Et mon coeur fait boum·L'Art du Roman

Les gens dans l’enveloppe -Isabelle Monnin-Alex Beaupain

Les gens dans l'enveloppe
Il n’y a pas la place pour deux absents en moi. Je suis tous mes manques.

J’ai d’abord regardé la couverture. Lu les quelques mots retraçant rapidement la genèse du projet. Feuilleté fébrilement ce livre, croisé les visages et les figures. Ces rides pleines de sourires, cette enfance immortalisée, ces photos qui pourraient être celles de nos vies qui courent et filent plus vite que le papier ne s’amuse à jaunir. J’ai glissé le CD dans mon ordinateur à la petite pomme pour retrouver des voix que j’aime, des mots qui lorsqu’ils sont signés Beaupain laissent toujours des traces. Et puis j’ai profité de ce samedi de pluie et de ce dimanche gris, pour enfin découvrir les mots d’Isabelle Monnin et partir à la rencontre de ces gens nichés, là, dans l’enveloppe.

Nos peaux sont des enveloppes qui entourent ce que nous sommes vraiment et qu’on ne verra jamais.

Entrées de données recueillies:
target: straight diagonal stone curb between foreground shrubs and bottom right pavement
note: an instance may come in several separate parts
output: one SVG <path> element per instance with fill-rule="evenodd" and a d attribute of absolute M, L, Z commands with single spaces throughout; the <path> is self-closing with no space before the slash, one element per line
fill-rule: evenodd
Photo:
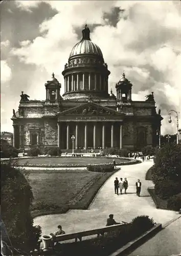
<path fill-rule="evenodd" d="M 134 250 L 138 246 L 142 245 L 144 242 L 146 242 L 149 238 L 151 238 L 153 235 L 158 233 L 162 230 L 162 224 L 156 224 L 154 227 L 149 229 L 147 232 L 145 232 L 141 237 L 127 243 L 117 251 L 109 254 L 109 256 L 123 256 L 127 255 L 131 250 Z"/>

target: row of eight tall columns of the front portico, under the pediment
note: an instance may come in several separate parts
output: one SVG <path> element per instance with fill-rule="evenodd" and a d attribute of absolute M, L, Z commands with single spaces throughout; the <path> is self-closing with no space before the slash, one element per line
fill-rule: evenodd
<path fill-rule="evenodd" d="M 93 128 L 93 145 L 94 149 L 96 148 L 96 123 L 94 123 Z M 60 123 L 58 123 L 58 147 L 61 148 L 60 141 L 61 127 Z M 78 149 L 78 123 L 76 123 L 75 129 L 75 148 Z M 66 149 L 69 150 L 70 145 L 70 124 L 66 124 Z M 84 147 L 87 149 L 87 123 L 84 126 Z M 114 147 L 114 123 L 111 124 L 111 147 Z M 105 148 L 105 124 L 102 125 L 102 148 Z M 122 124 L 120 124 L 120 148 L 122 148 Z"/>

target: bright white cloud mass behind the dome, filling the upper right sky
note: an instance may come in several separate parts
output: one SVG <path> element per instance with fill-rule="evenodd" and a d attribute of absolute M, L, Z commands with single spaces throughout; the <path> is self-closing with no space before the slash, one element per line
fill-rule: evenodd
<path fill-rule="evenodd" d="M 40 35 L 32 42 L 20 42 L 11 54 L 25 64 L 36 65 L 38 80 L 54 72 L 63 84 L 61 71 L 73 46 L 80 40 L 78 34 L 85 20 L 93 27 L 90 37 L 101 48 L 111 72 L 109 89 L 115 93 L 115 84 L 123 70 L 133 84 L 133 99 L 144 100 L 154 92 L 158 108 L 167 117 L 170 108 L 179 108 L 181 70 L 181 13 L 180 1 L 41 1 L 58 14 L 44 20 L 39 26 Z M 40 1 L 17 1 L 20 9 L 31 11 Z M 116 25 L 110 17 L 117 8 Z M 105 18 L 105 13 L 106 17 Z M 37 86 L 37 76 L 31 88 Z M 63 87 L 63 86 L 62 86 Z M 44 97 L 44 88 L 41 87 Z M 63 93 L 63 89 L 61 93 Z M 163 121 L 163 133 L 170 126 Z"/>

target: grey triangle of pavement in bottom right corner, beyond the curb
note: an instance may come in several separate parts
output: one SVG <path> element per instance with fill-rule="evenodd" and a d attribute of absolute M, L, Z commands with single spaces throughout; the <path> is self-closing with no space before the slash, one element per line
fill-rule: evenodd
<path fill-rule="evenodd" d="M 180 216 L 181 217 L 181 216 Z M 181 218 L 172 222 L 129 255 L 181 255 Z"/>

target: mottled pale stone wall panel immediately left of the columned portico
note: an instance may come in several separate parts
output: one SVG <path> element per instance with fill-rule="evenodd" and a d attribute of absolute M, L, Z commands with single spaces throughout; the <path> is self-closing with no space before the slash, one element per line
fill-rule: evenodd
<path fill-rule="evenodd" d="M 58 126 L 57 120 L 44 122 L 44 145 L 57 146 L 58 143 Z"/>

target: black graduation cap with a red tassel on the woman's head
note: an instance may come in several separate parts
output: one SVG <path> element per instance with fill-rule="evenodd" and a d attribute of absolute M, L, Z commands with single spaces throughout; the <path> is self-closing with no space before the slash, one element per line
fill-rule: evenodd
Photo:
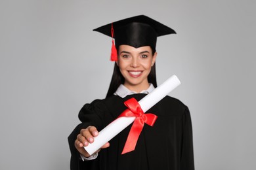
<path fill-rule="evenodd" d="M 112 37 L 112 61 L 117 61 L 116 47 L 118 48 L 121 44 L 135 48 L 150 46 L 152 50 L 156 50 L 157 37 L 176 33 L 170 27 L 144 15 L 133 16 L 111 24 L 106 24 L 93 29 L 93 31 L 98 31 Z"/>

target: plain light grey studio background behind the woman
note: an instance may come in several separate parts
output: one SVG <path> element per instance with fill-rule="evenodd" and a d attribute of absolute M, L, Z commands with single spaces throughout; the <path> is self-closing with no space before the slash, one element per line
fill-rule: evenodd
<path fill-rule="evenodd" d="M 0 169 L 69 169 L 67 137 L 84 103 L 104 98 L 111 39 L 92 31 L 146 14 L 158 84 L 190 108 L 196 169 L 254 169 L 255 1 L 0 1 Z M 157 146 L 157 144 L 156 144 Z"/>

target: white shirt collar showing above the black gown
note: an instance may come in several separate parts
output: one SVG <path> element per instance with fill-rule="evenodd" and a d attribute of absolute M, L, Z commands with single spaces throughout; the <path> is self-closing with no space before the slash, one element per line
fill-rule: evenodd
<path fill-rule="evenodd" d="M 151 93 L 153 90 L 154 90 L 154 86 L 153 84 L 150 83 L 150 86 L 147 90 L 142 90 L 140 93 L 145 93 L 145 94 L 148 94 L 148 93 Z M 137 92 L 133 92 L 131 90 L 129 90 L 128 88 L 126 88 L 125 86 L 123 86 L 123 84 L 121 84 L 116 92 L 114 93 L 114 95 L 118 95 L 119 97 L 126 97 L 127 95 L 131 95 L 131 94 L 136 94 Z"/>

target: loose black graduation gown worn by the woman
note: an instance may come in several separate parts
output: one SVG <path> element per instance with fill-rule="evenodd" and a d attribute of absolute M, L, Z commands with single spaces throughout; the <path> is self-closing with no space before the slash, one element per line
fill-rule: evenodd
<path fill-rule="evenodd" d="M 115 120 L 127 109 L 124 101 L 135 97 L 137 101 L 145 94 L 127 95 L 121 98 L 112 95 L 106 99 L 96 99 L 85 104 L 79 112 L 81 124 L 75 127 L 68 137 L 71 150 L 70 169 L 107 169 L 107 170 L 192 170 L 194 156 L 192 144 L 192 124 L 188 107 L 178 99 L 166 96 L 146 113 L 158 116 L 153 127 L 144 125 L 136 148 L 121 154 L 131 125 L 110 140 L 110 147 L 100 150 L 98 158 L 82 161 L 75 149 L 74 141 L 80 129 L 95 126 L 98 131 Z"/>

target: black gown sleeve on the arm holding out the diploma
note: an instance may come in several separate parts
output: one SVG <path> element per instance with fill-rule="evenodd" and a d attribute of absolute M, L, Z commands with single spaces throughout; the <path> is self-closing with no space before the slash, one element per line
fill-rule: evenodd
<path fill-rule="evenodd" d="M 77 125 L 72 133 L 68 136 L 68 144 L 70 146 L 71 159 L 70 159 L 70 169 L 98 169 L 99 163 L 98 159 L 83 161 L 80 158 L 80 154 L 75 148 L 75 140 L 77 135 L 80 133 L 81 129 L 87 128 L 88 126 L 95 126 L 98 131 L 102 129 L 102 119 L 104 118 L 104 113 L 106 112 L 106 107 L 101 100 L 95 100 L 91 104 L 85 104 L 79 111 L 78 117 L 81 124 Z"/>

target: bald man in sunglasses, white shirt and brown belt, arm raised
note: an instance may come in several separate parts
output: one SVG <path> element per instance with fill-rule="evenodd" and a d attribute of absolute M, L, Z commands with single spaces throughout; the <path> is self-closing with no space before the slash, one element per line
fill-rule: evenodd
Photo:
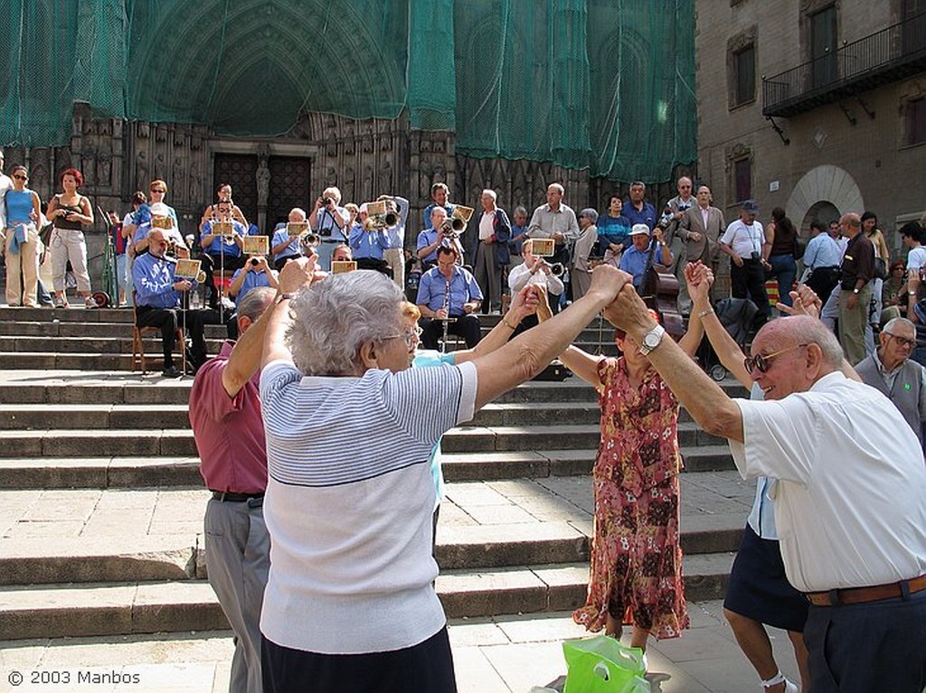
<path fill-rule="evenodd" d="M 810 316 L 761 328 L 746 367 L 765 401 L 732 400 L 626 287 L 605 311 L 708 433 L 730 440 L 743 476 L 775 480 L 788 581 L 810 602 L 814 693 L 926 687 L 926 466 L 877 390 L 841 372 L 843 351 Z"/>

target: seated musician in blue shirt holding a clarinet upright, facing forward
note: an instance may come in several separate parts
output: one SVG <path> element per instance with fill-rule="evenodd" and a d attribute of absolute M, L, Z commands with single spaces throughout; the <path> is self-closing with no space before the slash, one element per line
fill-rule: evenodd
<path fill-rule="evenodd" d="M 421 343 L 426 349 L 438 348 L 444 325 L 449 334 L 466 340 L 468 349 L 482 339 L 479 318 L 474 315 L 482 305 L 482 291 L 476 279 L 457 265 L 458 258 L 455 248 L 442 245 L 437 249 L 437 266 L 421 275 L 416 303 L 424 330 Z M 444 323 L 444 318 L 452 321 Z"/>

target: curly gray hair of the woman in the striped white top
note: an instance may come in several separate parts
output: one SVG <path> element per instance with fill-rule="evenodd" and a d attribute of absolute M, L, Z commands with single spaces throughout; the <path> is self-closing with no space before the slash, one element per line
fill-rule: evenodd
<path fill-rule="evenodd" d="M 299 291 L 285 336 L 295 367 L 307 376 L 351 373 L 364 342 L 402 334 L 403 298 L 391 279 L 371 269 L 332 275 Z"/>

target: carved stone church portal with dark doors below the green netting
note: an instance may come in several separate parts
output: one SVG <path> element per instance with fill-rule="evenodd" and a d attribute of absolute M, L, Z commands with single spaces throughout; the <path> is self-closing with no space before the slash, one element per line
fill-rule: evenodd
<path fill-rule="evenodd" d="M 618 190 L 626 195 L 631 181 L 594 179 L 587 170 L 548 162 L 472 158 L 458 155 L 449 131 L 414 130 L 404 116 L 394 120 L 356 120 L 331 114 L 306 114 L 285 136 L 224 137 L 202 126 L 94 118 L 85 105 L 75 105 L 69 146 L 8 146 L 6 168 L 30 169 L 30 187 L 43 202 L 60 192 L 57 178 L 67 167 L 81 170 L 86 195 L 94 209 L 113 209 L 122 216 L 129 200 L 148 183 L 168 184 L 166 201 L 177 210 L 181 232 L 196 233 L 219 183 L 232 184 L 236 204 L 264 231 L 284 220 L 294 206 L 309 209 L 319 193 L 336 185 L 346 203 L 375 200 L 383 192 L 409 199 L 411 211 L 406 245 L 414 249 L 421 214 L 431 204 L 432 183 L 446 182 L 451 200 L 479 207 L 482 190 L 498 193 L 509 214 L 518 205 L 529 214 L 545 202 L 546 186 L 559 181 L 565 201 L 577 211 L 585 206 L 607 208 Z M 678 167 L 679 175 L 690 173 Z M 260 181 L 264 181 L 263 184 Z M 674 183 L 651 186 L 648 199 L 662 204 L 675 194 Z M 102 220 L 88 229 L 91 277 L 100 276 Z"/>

## Tâches à réaliser
a: Dans la critique, quelles actions la personne qui écrit dit-elle avoir accomplies, depuis « J’ai d’abord regardé » jusqu’à « à la petite pomme » ?
b: Pouvez-vous reprendre mot pour mot tout le passage de la critique, de « Les gens dans l'enveloppe » jusqu’à « là, dans l’enveloppe. » ?

## Réponses par tâche
a:
- Regarder la couverture
- Lire les quelques mots retraçant rapidement la genèse du projet
- Feuilleter fébrilement le livre
- Croiser les visages et les figures
- Glisser le CD dans l’ordinateur à la petite pomme

b:
Les gens dans l'enveloppe
Il n’y a pas la place pour deux absents en moi. Je suis tous mes manques.

J’ai d’abord regardé la couverture. Lu les quelques mots retraçant rapidement la genèse du projet. Feuilleté fébrilement ce livre, croisé les visages et les figures. Ces rides pleines de sourires, cette enfance immortalisée, ces photos qui pourraient être celles de nos vies qui courent et filent plus vite que le papier ne s’amuse à jaunir. J’ai glissé le CD dans mon ordinateur à la petite pomme pour retrouver des voix que j’aime, des mots qui lorsqu’ils sont signés Beaupain laissent toujours des traces. Et puis j’ai profité de ce samedi de pluie et de ce dimanche gris, pour enfin découvrir les mots d’Isabelle Monnin et partir à la rencontre de ces gens nichés, là, dans l’enveloppe.